STUDY QUESTIONS
a) In the passage about World War I illnesses below, list every disease it names as one the toxemia could be associated with.
b) Do these statements agree with the passage about World War I illnesses below? (i) Rest and moderate exercise gave the best relief for soldier's heart. (ii) War nephritis was highly contagious. (iii) War nephritis often led to death. Answer yes or no for each, quoting the words from the passage that decide it.
c) Pick up the passage about World War I illnesses below after its last sentence and keep it going.

START DOCUMENT SEGMENT

Soldier’s Heart or Effort Syndrome
Soldier’s Heart or Effort Syndrome: Following observations of American Civil War soldiers who exhibited “a form of cardiac palpitation … very rarely met with in civil practice,” J. M. Da Costa and other Philadelphia physicians identified a cardiac phenomenon which he termed “irritable heart.” Known also as “soldier’s heart” or “effort syndrome”, this phenomenon was another ailment commonly seen in World War I. Arthur Hurst stated that it “may be associated with prolonged mental strain and insufficient sleep, on a heart and nervous system weakened by the action of some form of toxaemia.” The toxemia could be associated with a number of different diseases, including typhoid fever, jaundice, trench fever, and dysentery, but Hurst also theorized that excessive smoking could be a contributing factor. The fever or toxemia weakens the system and exercise then leads to breathlessness, exhaustion, heart palpitations, and cold extremities. Rest and moderate exercise provided the best relief. Over 36,000 soldiers were discharged during the war from “heart disease” but many of these cases were not due to any organic defect but some form of effort syndrome.
War Nephritis: The Civil War saw an outbreak of cases of acute nephritis, and the frequency of cases during World War I prompted Arthur Hurst to identify a “war nephritis”, probably due to some specific infection. The disease was only mildly contagious and manifested itself by edema, severe headache, vertigo, and breathlessness. Rest and diet were the recommended treatments. The disease rarely caused death, though recovery could be a matter of weeks to months. Hurst speculated that “it is not a specific disease, but is a form of nephritis occurring among soldiers and presenting certain unusual features as a result of the very different conditions of life of a war-worn soldier.”

END DOCUMENT SEGMENT
START DATASET EXCERPT

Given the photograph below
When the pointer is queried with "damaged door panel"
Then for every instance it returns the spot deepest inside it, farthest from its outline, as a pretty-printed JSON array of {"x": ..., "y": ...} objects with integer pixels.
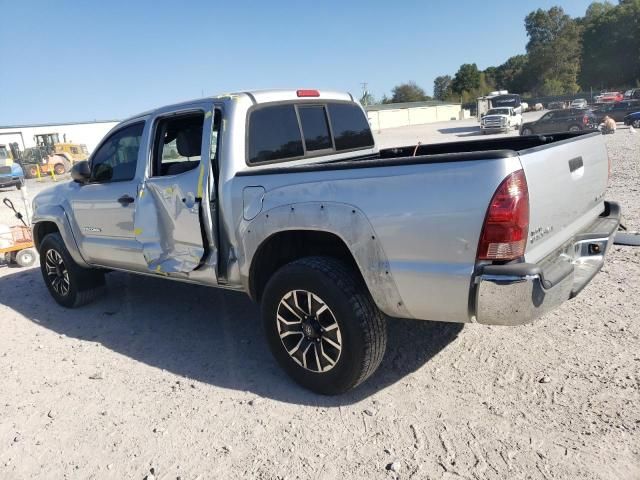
[{"x": 168, "y": 219}]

END DATASET EXCERPT

RESULTS OF THE EXERCISE
a) Typhoid fever, jaundice, trench fever, and dysentery.

b)
(i) Yes: "Rest and moderate exercise provided the best relief."
(ii) No: "The disease was only mildly contagious"
(iii) No: "The disease rarely caused death"

c)
April 1915 saw the first use of chlorine as a poison gas leading to asphyxiation at Ypres. There were over 15,000 casualties, a third of those fatal. The attack prompted the quick issue of respirators to soldiers. There were two subsequent chlorine gas attacks in 1915, and phosgene was also used. Gas shells were then introduced in 1916, and shells with mustard gas, the most effective of the chemical weapons, first appeared in 1917. Gas poisoning manifested itself by eye and throat irritation, coughing, vomiting, and headache and could lead to bronchitis and pneumonia. Many soldiers recovered from gassing but could suffer permanent lung damage, and, in the case of mustard gas, eye damage. Arthur Hurst records over 160,000 cases of gassed soldiers treated at casualty clearing stations of the British Expeditionary Force.
Major George A. Soper of the U.S. Army, in a 1919 article in The Military Surgeon, reviewed statistical information on the experience of diseases among American troops in 1918 and concluded that:
"The large amount of sickness, which customarily occurs when large numbers of green troops are rapidly mobilized, has not been wholly avoided in this war. The intestinal diseases and malarial infections, which in former wars constituted so conspicuous a cause of disability and death, were practically eliminated. The sickness has been confined almost exclusively to the respiratory type of infections. A large part of the respiratory disease was connected with epidemics, of which the influenza outbreaks which occurred in the spring and early fall were the most conspicuous examples. It is probable that had it not been for the pandemic the death rate would have been little more than one-third of the rate recorded."